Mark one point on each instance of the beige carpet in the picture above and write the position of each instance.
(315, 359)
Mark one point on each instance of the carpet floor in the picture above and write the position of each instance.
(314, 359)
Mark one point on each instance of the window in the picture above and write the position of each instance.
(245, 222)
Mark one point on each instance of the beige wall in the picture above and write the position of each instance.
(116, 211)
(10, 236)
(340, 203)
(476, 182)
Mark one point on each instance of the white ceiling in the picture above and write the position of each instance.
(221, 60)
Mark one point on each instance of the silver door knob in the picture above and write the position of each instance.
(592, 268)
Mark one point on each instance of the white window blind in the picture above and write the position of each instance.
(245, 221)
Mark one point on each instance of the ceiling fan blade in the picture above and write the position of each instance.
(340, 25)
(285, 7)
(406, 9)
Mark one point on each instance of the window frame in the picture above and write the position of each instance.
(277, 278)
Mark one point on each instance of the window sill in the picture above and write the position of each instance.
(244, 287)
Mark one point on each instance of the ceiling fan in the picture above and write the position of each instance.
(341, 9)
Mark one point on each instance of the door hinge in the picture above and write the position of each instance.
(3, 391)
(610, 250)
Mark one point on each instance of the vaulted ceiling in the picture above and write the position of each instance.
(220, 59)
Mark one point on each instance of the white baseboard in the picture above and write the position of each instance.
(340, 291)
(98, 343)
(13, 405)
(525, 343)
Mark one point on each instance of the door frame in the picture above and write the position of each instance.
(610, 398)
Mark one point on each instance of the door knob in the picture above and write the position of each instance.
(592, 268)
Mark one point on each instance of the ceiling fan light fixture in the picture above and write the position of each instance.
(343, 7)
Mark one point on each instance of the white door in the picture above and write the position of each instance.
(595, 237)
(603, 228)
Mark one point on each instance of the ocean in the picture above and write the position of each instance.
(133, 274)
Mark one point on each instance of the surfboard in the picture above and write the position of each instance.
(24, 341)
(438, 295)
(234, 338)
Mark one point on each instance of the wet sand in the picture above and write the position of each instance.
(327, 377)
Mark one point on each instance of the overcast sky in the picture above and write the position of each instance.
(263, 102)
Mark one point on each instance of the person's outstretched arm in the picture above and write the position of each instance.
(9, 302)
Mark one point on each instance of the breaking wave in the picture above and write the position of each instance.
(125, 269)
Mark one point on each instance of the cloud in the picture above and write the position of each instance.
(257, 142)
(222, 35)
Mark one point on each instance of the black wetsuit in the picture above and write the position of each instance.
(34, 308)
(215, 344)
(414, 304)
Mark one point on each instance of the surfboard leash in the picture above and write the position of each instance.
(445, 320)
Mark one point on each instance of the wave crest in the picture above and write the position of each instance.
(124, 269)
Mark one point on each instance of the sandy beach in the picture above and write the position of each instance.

********************

TASK GOAL:
Please give each line above again, word for word.

FINISHED TASK:
Mark one point on each instance of the beige carpet in the picture above and write the position of each instance.
(315, 359)
Mark one point on each instance of the carpet floor in the picture above and write the position of each instance.
(314, 359)
Mark one point on each instance of the window in the picture above and write the position of each instance.
(245, 222)
Mark one point on each instance of the beige wall in the picture above and write the position of each instance.
(116, 211)
(10, 236)
(340, 203)
(476, 182)
Mark one point on each instance of the white ceiling in the picture above and write the position of each instance.
(221, 60)
Mark one point on each instance of the silver door knob in the picture above and write the position of each instance.
(592, 268)
Mark one point on each instance of the white window blind in the picture above and write the position of each instance.
(245, 221)
Mark one point on each instance of the ceiling fan blade in the picture above and write the position of each instance.
(340, 25)
(285, 7)
(406, 9)
Mark one point on each instance of the window frame in the picture above and write the position of each instance.
(277, 278)
Mark one point on each instance of the window sill in the picture above and write the position of each instance.
(244, 287)
Mark one point on each instance of the ceiling fan in the picture above and write the position of each instance.
(341, 9)
Mark one point on each instance of the door hinge in the picture above and write the position of each instance.
(3, 391)
(610, 250)
Mark one point on each instance of the vaulted ceiling in the picture above and write the position of each instance.
(220, 59)
Mark one point on each instance of the white baseboard in the picture above and write the position of each instance.
(340, 291)
(98, 343)
(13, 405)
(525, 343)
Mark one point on each instance of the door frame in the picture above and write the position of each instance.
(610, 398)
Mark one point on each instance of the door knob in the picture above and write the position of each instance.
(592, 268)
Mark one point on each instance of the ceiling fan light fixture in the picture above and write the position of each instance.
(343, 7)
Mark one point on each instance of the white door in the picture above and write the position of each instance.
(595, 237)
(603, 228)
Mark one point on each instance of the ocean in the picture above and write the position of each instance.
(133, 274)
Mark one point on each instance of the surfboard in the picture above and write the position of each instance.
(24, 341)
(438, 295)
(234, 338)
Mark one point on each instance of the wet sand in the picture above and write the position of each instance.
(327, 377)
Mark one point on each instance of the overcast sky in the picture above and write the position of each instance.
(263, 102)
Mark one point on each instance of the person's outstretched arm in the picture above and write the position of each instance.
(9, 302)
Mark one point on each instance of the breaking wave in the picture above and write the position of each instance.
(125, 269)
Mark one point on each instance of the cloud in the picture above and write the position of each instance.
(257, 142)
(222, 35)
Mark one point on each instance of the black wetsuit in the picture above and write the position of each instance.
(34, 308)
(215, 344)
(414, 304)
Mark one point on each instance of the surfboard leash in the picture above and write the position of each instance.
(445, 320)
Mark one point on each instance of the wave crest in the picture above and write the position of each instance.
(124, 269)
Mark one point on each instance of the sandy beach in the picture above and write the position of each instance.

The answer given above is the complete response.